#### [Exercise aim]
Change every "clicks" to "points" in the listing from its start through the line containing "positive clicks: (180, 675)", and keep everything else as is. Reproduce only that span and leave the picture out.

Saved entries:
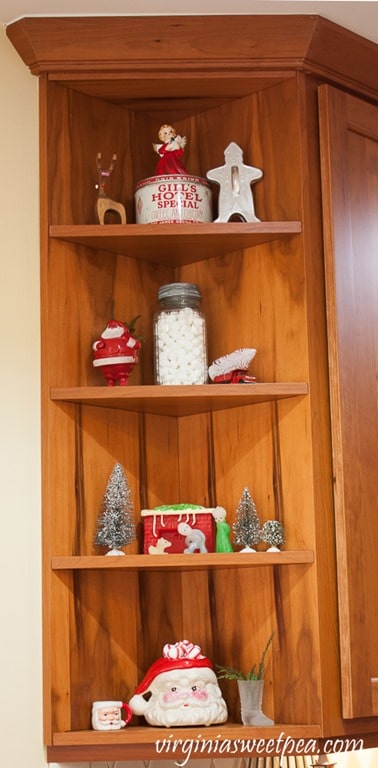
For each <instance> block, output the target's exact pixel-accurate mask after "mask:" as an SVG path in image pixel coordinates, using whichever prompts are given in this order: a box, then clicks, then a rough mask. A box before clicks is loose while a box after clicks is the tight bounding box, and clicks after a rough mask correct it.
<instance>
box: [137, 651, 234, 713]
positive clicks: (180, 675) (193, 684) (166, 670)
mask: <svg viewBox="0 0 378 768" xmlns="http://www.w3.org/2000/svg"><path fill="white" fill-rule="evenodd" d="M145 697H146V698H145ZM129 706H130V708H131V710H132V712H133V713H134V715H144V717H145V719H146V720H147V722H148V723H149V724H150V725H157V726H162V725H164V726H166V727H167V728H171V727H172V726H176V725H177V726H183V725H213V724H215V723H224V722H225V721H226V720H227V706H226V702H225V701H224V699H223V697H222V692H221V690H220V688H219V685H218V680H217V677H216V675H215V672H214V671H213V666H212V663H211V661H210V660H209V659H208V658H206V656H204V655H203V654H202V652H201V648H200V647H199V646H198V645H193V643H190V642H189V641H188V640H181V641H180V642H178V643H175V644H173V645H171V644H169V643H168V644H167V645H165V646H164V648H163V656H162V657H161V658H160V659H157V661H155V662H154V663H153V664H152V665H151V667H150V668H149V670H148V671H147V673H146V675H145V676H144V678H143V680H142V682H141V683H140V684H139V685H138V687H137V689H136V691H135V694H134V696H133V697H132V699H130V701H129Z"/></svg>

#### [Response]
For each <instance> block, output the target's exact pixel-accurate mask after "mask:" as an SVG path in image pixel coordinates, using whichever prompts are given in this order: a box, then points, then a rough mask. A box before points is loose while a box after points is the tight bounding box, and points after a rough mask correct it.
<instance>
box: [137, 651, 234, 713]
positive points: (180, 675) (193, 684) (166, 670)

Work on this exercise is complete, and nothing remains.